### Work to be completed
Leave every image out, and print the remaining lines below exactly.

************

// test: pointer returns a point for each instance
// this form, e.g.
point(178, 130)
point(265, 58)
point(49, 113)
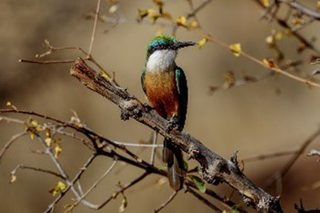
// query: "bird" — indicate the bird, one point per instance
point(165, 86)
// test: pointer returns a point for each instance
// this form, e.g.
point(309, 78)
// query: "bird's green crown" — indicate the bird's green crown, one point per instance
point(160, 42)
point(165, 42)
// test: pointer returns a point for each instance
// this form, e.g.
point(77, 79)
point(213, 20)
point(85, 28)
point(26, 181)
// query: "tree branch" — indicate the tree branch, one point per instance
point(214, 168)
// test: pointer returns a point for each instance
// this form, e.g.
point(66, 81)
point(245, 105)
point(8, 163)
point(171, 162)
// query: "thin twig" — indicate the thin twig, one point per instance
point(47, 61)
point(122, 189)
point(154, 146)
point(275, 68)
point(166, 203)
point(74, 180)
point(10, 142)
point(139, 145)
point(285, 169)
point(21, 166)
point(92, 187)
point(268, 156)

************

### Output below
// test: pointer returns a point for each instance
// this form, e.g.
point(178, 130)
point(265, 58)
point(49, 113)
// query: "bird" — indicate the bird, one point per instance
point(165, 86)
// test: pointer returns a point for each instance
// this form, e.g.
point(309, 78)
// query: "bird's green crown" — indicate the bird's green crown, one point per instance
point(160, 42)
point(165, 42)
// test: pointer returns a point for each instance
// this form, e.g.
point(77, 79)
point(213, 20)
point(85, 28)
point(26, 181)
// query: "tree branch" — indicate the tree branch, one point per instance
point(214, 168)
// test: pointer returns a point for each instance
// this form, e.g.
point(66, 81)
point(245, 105)
point(8, 163)
point(171, 162)
// query: "thin twig" — indicate the thin twig, one point per instance
point(47, 61)
point(122, 189)
point(154, 146)
point(275, 68)
point(166, 203)
point(74, 180)
point(10, 142)
point(139, 145)
point(285, 169)
point(21, 166)
point(92, 187)
point(268, 156)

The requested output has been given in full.